◆ Provided text
Tomato Jalapeno Jelly and how to use it

tomato jalapeno jelly

I know that title may sound a little strange, but trust me on this.  If you don’t trust me, trust the hundreds of other links available through pinterest.  And then follow my recipe…because it is sooo good! and sooo easy!

I thought I was being very clever and creative when I decided to try making tomato jalapeno jelly.  I’ve never tried it before, I’d never even heard of it.  But I thought I better look on pinterest to see if it really is such a rare recipe.  Nope, it’s not.  Besides the fact that it isn’t very rare, there are a million variations on jalapeno jelly.  It’s been combined with just about every kind of fruit out there.

I came up with the combination because I am lazy, and I hate wasting produce from my garden, and I have a gazillion cherry tomatoes and jalapenos from said garden.

◆ Directive A
Pick out and copy every line of the entries that contains the string "bunting", counting a match only when the case is the same.
The entries that come next have nothing to do with the tomato jalapeno jelly post.

◆ Material supplied
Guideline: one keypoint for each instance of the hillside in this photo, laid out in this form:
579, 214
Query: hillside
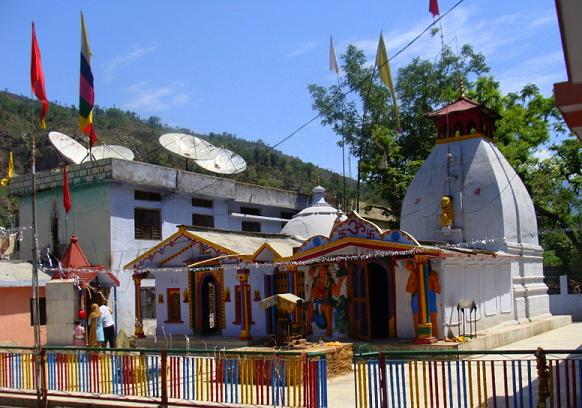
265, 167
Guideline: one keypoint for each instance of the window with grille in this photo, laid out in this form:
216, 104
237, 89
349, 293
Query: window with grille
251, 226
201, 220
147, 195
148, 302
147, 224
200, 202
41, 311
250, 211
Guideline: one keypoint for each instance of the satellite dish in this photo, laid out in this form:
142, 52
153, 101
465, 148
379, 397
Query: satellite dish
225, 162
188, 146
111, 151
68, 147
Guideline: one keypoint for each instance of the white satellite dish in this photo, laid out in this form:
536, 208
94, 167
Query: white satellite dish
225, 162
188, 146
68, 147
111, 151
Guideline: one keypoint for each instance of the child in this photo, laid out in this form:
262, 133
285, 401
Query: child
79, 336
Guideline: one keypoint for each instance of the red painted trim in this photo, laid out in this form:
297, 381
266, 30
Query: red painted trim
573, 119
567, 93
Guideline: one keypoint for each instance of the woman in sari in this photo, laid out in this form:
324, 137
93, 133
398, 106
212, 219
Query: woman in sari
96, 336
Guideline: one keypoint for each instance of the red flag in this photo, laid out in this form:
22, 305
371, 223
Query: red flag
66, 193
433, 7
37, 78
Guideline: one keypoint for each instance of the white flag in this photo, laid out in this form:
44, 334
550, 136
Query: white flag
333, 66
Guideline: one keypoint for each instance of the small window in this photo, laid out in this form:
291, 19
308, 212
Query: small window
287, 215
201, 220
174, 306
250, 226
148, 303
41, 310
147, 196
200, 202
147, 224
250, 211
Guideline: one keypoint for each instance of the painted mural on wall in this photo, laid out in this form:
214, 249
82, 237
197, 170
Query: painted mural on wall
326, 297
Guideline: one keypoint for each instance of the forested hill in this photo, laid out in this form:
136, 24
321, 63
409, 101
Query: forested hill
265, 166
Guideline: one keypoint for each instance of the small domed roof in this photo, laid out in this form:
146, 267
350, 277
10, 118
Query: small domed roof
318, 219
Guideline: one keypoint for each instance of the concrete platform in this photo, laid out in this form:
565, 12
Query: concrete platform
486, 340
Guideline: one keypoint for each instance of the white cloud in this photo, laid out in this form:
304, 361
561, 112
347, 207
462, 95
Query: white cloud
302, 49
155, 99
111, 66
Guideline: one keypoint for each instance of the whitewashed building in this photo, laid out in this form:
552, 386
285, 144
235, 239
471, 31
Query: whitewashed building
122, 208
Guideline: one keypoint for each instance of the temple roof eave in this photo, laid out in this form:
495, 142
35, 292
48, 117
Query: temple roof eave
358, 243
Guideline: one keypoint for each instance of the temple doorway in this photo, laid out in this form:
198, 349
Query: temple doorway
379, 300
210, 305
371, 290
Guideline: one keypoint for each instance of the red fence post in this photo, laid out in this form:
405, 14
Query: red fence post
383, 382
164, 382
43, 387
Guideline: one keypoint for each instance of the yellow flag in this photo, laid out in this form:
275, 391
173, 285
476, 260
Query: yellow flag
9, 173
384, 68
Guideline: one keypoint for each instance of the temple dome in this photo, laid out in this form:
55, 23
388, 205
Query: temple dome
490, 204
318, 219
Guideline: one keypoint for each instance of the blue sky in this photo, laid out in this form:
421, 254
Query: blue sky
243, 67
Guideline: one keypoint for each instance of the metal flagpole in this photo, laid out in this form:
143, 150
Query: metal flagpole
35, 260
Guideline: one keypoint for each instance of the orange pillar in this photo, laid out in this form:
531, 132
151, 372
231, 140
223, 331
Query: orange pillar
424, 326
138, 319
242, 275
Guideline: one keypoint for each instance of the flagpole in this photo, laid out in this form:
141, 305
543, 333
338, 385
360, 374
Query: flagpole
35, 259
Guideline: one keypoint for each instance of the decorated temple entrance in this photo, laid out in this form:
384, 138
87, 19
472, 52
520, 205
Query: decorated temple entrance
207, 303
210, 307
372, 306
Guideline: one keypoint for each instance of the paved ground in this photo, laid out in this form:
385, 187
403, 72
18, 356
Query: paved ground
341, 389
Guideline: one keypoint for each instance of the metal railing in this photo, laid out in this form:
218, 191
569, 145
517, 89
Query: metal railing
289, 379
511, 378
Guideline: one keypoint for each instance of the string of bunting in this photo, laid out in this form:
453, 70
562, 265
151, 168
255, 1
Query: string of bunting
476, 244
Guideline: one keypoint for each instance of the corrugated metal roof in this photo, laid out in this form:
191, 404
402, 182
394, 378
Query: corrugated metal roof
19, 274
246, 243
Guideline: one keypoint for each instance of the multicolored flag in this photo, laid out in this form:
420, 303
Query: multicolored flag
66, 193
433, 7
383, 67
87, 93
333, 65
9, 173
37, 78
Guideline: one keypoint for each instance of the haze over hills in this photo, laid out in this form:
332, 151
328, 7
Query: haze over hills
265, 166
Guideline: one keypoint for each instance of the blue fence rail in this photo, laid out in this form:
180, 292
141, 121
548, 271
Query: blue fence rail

◆ Directive B
Transcribe the whole tomato jalapeno jelly post word for word.

◆ Expected output A
Guideline: one keypoint for each instance of the string of bunting in this photo, laid out in this form:
Query: string of bunting

◆ Expected output B
Tomato Jalapeno Jelly and how to use it

tomato jalapeno jelly

I know that title may sound a little strange, but trust me on this.  If you don’t trust me, trust the hundreds of other links available through pinterest.  And then follow my recipe…because it is sooo good! and sooo easy!

I thought I was being very clever and creative when I decided to try making tomato jalapeno jelly.  I’ve never tried it before, I’d never even heard of it.  But I thought I better look on pinterest to see if it really is such a rare recipe.  Nope, it’s not.  Besides the fact that it isn’t very rare, there are a million variations on jalapeno jelly.  It’s been combined with just about every kind of fruit out there.

I came up with the combination because I am lazy, and I hate wasting produce from my garden, and I have a gazillion cherry tomatoes and jalapenos from said garden.